> **ФРАГМЕНТ ИСТОЧНИКА**
Почему я сразу вспомнил о Борисове? Тут многое совпало. Я наблюдал его раньше, в детской редакции. Кажется, он записывал сказки А.С. Пушкина, а я забегал «подглядывать». Мне нравилось не только то, как он писал, но и то, как он вел себя – на записи, после записи. Это был емкий человек – никаких лишних внешних проявлений, никаких мелких актерских штучек, которых я на своем веку повидал немало. Ну и, конечно, повлияло впечатление от его спектаклей. Прежде всего от «Кроткой» Достоевского, которую поставил Л. Додин, я видел ее и в Питере, и в Москве, когда спектакль переехал во МХАТ. Помню, мы с тещей вышли со спектакля как громом пораженные. Сестра моя рассказывала, что после «Кроткой» у нее от волнения тряслись руки. Мы еще долго обменивались впечатлениями. У нас был большой круг «своих» людей, которые бурно обсуждали «Кроткую».

Если в двух словах суммировать эмоциональное впечатление от игры Борисова в этом спектакле, я бы сказал так: Борисов не играл, он парил над сценой. Даже сейчас, когда вспоминаю, у меня мурашки по коже. Такое было впечатление, что человек обегал земной шар – вокруг текста, вокруг жизни, вокруг мира – в бешеном темпе. А потом вдруг казалось, что этот человек задыхается в четырех стенах, мечется, ища выхода, бьется в бессилии… То воспаряет, как Бог, то низвергается на землю, в прах. Точно по Державину – «крайня степень вещества»: «Я царь – я раб, я червь – я Бог!»…

Соблазняя О.И. чтением Солженицына, я держал в уме и другую корысть. Было огромное желание поработать с ним над Достоевским – когда-нибудь, может быть, в будущем, – над чем угодно. Ведь тогда Достоевского на радио вообще не читали.

Борисов годился для Солженицына и еще по одной причине. Они мне казались похожи. Нобелевская речь, на первый взгляд, то есть «по словам», довольно сдержанна, даже чопорна, но внутренне – очень эмоциональна. А в Борисове именно это было. Все-таки солженицынская речь – это документ, не стихотворение, не рассказ, который надо «проживать». Рядом с нею, в рамках нашего канала, должно было звучать как раз художественное слово. Хотелось, чтобы речь от всего этого отличалась. Чтобы было ясно – не зря сказано, и веско.

Наш первый разговор с О.И. (если это можно назвать разговором) был очень странным. По-моему, он длился секунд десять. Мне так показалось. Многие надо мной подсмеивались, когда я собрался ему звонить. Были уверены, что не согласится. «Он такой сложный, говорят, человек… А текст Солженицына – это же так мало по объему. Неловко, честное слово». Но у меня почему-то была уверенность, что если я произнесу пароль – Солженицын, ДЗЗ[165] на Качалова, литературно-драматическое вещание, – он не откажется.

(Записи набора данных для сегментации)
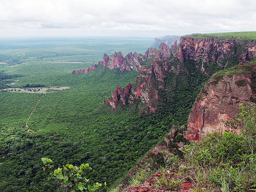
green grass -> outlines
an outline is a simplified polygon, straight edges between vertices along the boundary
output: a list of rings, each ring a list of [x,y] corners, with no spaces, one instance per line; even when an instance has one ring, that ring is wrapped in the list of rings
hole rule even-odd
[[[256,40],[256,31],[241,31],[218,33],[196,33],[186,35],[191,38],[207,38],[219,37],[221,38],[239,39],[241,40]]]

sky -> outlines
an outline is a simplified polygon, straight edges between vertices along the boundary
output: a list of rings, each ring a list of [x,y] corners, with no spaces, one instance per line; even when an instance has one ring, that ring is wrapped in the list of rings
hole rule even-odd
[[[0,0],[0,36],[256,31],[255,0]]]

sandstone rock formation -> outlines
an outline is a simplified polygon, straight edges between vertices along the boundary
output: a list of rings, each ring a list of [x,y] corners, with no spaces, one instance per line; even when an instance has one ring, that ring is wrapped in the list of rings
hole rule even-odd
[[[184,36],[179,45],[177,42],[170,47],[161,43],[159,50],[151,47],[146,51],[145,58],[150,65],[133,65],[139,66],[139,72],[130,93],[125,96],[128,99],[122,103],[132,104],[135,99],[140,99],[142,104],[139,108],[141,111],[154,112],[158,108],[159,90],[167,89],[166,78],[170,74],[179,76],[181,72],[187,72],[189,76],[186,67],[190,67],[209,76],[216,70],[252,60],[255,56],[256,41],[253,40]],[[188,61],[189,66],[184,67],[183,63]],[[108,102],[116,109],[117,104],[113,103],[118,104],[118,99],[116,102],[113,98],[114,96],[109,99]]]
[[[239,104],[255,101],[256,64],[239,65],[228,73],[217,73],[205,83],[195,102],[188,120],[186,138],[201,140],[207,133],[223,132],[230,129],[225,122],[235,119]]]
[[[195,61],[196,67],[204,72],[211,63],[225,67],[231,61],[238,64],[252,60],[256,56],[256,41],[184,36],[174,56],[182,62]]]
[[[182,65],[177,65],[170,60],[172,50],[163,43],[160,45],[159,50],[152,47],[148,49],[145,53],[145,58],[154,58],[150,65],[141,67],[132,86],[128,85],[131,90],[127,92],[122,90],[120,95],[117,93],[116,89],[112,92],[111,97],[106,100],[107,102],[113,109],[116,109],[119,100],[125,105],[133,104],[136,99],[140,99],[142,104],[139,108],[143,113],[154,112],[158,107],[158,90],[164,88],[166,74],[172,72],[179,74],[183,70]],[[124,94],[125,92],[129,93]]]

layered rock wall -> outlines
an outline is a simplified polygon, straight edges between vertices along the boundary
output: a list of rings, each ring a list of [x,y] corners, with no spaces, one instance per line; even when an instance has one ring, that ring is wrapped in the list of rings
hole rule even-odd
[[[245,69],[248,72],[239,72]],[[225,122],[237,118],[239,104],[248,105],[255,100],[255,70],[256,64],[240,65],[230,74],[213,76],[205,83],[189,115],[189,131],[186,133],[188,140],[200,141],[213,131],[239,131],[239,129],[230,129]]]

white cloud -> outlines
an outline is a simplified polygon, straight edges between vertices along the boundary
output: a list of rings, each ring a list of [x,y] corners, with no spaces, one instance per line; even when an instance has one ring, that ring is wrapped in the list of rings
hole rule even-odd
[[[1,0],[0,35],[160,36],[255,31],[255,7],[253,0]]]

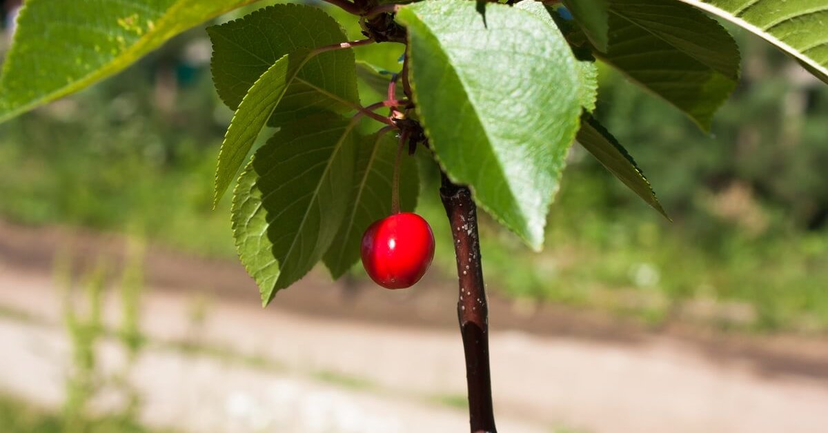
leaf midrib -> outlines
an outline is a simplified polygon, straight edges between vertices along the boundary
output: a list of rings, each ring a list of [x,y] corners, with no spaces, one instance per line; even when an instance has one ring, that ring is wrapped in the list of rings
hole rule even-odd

==

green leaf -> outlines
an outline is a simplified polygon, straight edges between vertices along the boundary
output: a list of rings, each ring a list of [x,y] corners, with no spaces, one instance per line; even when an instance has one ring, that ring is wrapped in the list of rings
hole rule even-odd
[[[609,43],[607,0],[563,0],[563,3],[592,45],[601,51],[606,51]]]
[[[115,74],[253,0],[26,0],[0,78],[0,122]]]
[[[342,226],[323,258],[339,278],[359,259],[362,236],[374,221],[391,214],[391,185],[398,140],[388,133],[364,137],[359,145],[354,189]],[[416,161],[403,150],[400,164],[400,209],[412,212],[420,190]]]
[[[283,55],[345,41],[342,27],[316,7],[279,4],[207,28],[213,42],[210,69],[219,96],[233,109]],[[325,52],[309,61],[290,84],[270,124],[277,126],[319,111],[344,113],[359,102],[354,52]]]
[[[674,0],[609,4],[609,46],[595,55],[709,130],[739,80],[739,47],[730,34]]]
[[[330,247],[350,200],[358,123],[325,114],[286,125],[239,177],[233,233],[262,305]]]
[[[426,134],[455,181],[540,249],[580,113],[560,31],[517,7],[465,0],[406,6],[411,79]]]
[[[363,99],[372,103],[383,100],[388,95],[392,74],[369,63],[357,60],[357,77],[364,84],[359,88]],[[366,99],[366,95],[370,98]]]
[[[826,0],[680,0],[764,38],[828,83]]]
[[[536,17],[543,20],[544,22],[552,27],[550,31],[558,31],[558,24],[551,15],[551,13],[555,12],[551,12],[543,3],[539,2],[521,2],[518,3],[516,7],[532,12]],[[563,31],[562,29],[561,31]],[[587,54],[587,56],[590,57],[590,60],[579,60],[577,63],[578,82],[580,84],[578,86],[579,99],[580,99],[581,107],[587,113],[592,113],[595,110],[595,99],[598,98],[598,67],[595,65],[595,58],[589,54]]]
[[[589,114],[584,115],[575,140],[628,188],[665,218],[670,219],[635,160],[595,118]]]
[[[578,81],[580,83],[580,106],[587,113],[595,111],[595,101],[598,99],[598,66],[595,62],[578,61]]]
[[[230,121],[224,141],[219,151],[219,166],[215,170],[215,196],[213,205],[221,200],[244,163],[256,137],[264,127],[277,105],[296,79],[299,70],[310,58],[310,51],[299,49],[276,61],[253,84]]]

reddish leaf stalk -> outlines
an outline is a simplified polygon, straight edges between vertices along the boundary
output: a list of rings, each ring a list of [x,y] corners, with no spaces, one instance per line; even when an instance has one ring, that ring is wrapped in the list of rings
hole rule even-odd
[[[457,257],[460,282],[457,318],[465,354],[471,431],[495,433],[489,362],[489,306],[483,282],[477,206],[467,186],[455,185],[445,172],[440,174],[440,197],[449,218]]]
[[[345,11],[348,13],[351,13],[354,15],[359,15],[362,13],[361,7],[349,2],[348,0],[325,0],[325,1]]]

> **ЗАДАНИЯ**
• 1. Перечислите всех писателей и поэтов, чьи имена упоминаются в воспоминаниях о Борисове.
• 2. Ответьте по воспоминаниям о Борисове: в какой театр переехал спектакль «Кроткая»?
• 3. Продолжите воспоминания о Борисове, начав сразу после последнего приведённого предложения.

> **ОТВЕТЫ**
• 1. А.С. Пушкин, Достоевский, Державин, Солженицын.

• 2. Во МХАТ.

• 3.
Тогда у нас с актерами были совсем другие отношения. Многое было впервые. Не надо было никому ничего объяснять. Не надо было никого уговаривать. Не возникало вопроса, согласятся ли, – только бы сроки согласовать. Можно было снять телефонную трубку и сказать: «Столетие Цветаевой…» Или: «Столетие Ахматовой…» Или: «Годовщина смерти Высоцкого. Его почитать, о нем вспомнить…», и на том конце провода слышалось: «Договорились. Могу тогда-то и тогда-то. Когда?» И никаких разговоров о том, сколько будем писать да сколько это будет стоить.

Вот так однажды, в мгновение ока, мы записали радиоспектакль по поэме Б. Пастернака «Лейтенант Шмидт». Я позвонил Алле Демидовой, Геннадию Бортникову, Игорю Кваше и сказал, по-моему, три слова: «Пастернак, Шмидт, Скрябин». Я понимал, что у каждого из них – своя, параллельная нашей, жизнь – кино, театр, семьи; но когда они слышали, о чем речь, все как-то моментально улаживалось. Капризов не было никаких. Видно было, что актеры наконец дождались – и дорвались. Названия произведений и фамилии авторов решали все. Это было похоже на азартную игру, на соревнование: текст только что опубликовали, а я вот сейчас его первым прочту, и из моих уст, в моей интерпретации вы его впервые услышите. Выбор текстов – и текстов первоклассных – был большой. Надо было только нам, режиссерам, внутри редакции не передраться, решая: кто и что?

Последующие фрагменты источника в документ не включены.